→ **EXERCISE OBJECTIVE**:
Reproduce each line below without any alteration.

Referring expression data:
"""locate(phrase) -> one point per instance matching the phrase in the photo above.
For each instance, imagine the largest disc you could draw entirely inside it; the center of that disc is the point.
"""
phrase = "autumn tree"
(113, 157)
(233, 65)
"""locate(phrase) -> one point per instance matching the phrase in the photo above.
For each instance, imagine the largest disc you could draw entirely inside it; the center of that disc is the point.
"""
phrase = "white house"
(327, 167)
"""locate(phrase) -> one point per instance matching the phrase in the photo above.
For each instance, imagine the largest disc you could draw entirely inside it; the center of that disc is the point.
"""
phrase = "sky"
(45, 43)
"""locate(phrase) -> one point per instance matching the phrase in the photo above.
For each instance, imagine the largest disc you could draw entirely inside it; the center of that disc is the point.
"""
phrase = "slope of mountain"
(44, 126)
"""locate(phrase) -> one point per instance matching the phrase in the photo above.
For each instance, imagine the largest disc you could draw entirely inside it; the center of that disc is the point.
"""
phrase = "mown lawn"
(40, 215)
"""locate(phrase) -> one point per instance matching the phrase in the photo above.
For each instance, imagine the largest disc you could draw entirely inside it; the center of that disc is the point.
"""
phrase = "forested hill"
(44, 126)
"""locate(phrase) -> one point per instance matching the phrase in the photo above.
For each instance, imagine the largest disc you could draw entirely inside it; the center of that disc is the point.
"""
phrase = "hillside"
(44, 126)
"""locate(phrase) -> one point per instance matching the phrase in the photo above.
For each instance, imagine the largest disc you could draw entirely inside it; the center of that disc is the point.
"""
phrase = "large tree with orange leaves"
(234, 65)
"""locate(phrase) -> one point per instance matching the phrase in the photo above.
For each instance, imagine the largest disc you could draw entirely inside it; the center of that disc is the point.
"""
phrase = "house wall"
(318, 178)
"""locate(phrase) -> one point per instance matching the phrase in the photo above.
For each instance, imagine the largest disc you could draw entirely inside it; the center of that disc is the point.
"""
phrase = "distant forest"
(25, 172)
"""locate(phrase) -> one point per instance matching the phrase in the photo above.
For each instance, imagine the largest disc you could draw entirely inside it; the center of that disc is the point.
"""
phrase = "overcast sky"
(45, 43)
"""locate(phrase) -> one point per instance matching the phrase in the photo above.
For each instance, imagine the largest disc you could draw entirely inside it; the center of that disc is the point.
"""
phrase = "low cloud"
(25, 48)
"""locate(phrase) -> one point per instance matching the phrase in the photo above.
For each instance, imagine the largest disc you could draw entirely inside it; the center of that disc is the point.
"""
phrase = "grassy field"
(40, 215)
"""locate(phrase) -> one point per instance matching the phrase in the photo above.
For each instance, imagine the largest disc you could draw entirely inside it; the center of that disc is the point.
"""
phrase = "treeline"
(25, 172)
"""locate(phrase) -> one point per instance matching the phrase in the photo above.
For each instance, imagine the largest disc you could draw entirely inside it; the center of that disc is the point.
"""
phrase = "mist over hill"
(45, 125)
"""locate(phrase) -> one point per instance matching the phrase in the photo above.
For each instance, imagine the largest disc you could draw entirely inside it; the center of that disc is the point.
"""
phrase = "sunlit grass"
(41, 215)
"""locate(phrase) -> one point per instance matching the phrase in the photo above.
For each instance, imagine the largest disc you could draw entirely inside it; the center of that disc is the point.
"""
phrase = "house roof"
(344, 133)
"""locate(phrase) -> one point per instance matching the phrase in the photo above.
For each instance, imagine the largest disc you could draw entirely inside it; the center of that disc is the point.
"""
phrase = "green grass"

→ **TASK SOLUTION**:
"""locate(phrase) -> one point per instance matching the phrase in the photo above.
For each instance, imagine the largest disc you could draw entirely inside it; the center of that disc is the point.
"""
phrase = "autumn tree"
(113, 157)
(233, 65)
"""locate(phrase) -> one point per instance matching the phrase in the photo above.
For each instance, imagine the largest disc you could draw entirely inside it; the center of that disc is the point.
"""
phrase = "white house"
(327, 167)
"""locate(phrase) -> one point per instance matching the phrase in the photo above.
For each instance, imagine the largest disc you could draw entirely inside it; the center of that disc is the point.
"""
phrase = "sky"
(45, 43)
"""locate(phrase) -> one point per instance matching the phrase in the photo above.
For each instance, imagine the largest disc you could draw entirely inside it; the center of that disc is the point.
"""
phrase = "slope of mountain"
(44, 126)
"""locate(phrase) -> one point per instance matching the phrase in the photo above.
For each instance, imagine the largest disc you could draw entirely inside it; the center of that disc is the point.
"""
phrase = "mown lawn"
(40, 215)
"""locate(phrase) -> one point per instance matching the phrase in the photo above.
For each instance, imagine the largest disc you could draw entirely inside it; the center of that disc is the point.
"""
phrase = "forested hill"
(44, 126)
"""locate(phrase) -> one point per instance matching the phrase in the photo above.
For each instance, imagine the largest disc you could draw entirely inside it; the center of that disc is the point.
"""
phrase = "hillside"
(44, 126)
"""locate(phrase) -> one point per instance matching the phrase in the photo above.
For each instance, imagine the largest disc you could draw entirely inside it; the center of that disc is the point.
"""
phrase = "large tree with orange leaves"
(234, 65)
"""locate(phrase) -> one point per instance matching the phrase in the photo above.
For each instance, imagine the largest disc you could draw entirely inside it; the center of that disc is the point.
"""
phrase = "house wall"
(318, 178)
"""locate(phrase) -> one point per instance matching the phrase in the photo above.
For each instance, imagine the largest disc you could draw entirely inside it; the center of that disc is the point.
"""
phrase = "distant forest"
(25, 172)
"""locate(phrase) -> one point per instance matching the phrase in the photo above.
For each instance, imagine the largest disc you could draw entirely inside it; the center of that disc is the point.
"""
phrase = "overcast sky"
(45, 43)
"""locate(phrase) -> one point per instance matching the phrase in the photo above.
For each instance, imagine the largest disc you could draw entirely inside it; the center of that disc is the point.
"""
phrase = "low cloud"
(25, 48)
"""locate(phrase) -> one point per instance matching the phrase in the photo above.
For each instance, imagine the largest disc you could draw entirely inside it; the center of that disc is the point.
"""
phrase = "grassy field"
(40, 215)
"""locate(phrase) -> one point per instance matching the phrase in the photo above.
For each instance, imagine the largest disc you could draw entirely inside it; the center of that disc is the point.
"""
phrase = "treeline"
(25, 172)
"""locate(phrase) -> one point per instance matching the phrase in the photo above.
For each instance, imagine the largest disc you could draw entirely inside it; the center of that disc is the point.
"""
phrase = "mist over hill"
(45, 125)
"""locate(phrase) -> one point per instance matching the phrase in the photo above.
For each instance, imagine the largest disc you could draw entirely inside it; the center of that disc is the point.
"""
phrase = "sunlit grass"
(41, 215)
"""locate(phrase) -> one point per instance matching the phrase in the photo above.
For each instance, imagine the largest disc you could draw entirely inside it; the center of that disc is the point.
"""
phrase = "house roof"
(344, 133)
"""locate(phrase) -> one point per instance matching the phrase in the photo above.
For each instance, imagine the largest disc you could draw entirely inside it; the center of that disc is the point.
"""
phrase = "green grass"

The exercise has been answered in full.